◆ **Extracted data**:
——

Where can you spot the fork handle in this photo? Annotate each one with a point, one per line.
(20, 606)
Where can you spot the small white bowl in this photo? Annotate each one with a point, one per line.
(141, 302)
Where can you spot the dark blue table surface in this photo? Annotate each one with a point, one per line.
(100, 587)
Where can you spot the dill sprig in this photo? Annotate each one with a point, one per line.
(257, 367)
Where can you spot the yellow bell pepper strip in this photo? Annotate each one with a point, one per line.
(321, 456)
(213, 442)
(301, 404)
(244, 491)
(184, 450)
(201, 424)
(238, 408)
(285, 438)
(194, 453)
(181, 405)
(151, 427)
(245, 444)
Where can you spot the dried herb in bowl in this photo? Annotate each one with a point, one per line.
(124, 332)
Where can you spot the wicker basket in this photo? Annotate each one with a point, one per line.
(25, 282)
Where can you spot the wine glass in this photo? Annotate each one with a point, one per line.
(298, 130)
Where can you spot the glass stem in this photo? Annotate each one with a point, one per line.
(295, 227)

——

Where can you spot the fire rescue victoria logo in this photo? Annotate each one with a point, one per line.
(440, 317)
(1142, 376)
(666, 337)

——

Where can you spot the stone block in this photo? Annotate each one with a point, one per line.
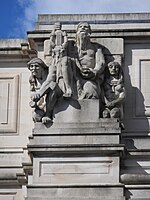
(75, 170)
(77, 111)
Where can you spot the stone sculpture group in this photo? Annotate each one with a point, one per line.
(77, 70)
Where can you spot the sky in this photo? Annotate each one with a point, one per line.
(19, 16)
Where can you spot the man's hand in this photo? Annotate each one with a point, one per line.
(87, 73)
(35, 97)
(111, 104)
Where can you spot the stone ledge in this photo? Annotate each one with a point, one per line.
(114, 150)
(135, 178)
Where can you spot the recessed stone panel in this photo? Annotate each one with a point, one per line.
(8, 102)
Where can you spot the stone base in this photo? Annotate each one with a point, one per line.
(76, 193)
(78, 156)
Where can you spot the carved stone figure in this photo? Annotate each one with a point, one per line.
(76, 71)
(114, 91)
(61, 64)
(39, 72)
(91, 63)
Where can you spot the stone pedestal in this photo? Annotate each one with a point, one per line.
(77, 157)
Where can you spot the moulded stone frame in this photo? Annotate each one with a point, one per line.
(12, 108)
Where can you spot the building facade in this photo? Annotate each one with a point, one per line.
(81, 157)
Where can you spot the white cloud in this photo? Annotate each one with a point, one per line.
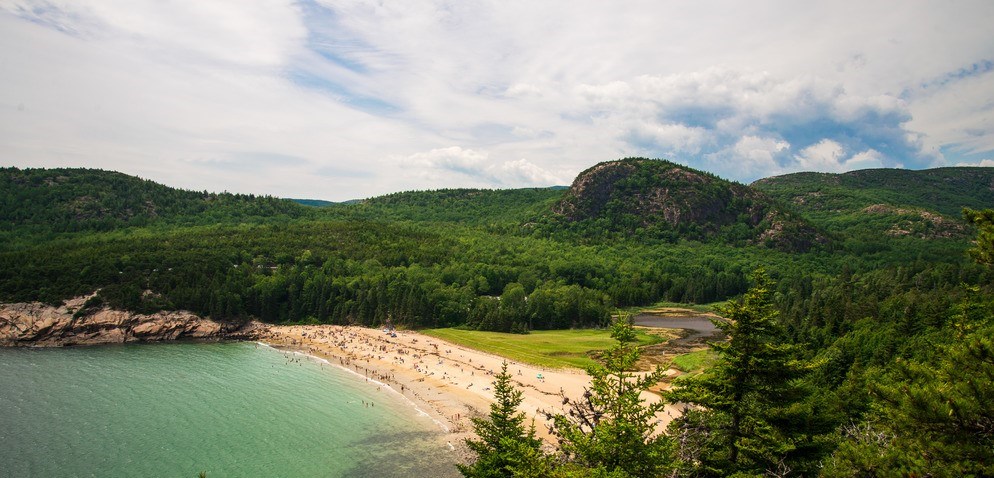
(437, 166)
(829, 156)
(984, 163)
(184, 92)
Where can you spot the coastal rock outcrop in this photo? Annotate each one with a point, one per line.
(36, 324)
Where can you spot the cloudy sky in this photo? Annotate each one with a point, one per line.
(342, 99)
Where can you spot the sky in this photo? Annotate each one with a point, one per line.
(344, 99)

——

◆ **Directive**: Pick out every line in the material above that contains the word "glass", and copy each of those lines. Case counts when matching.

◆ **Output below**:
Where can you spot the wine glass in this photo? Annotate each one with a point, one per line.
Where can you spot the glass stem in this photo? Annotate each one with a point, one per line.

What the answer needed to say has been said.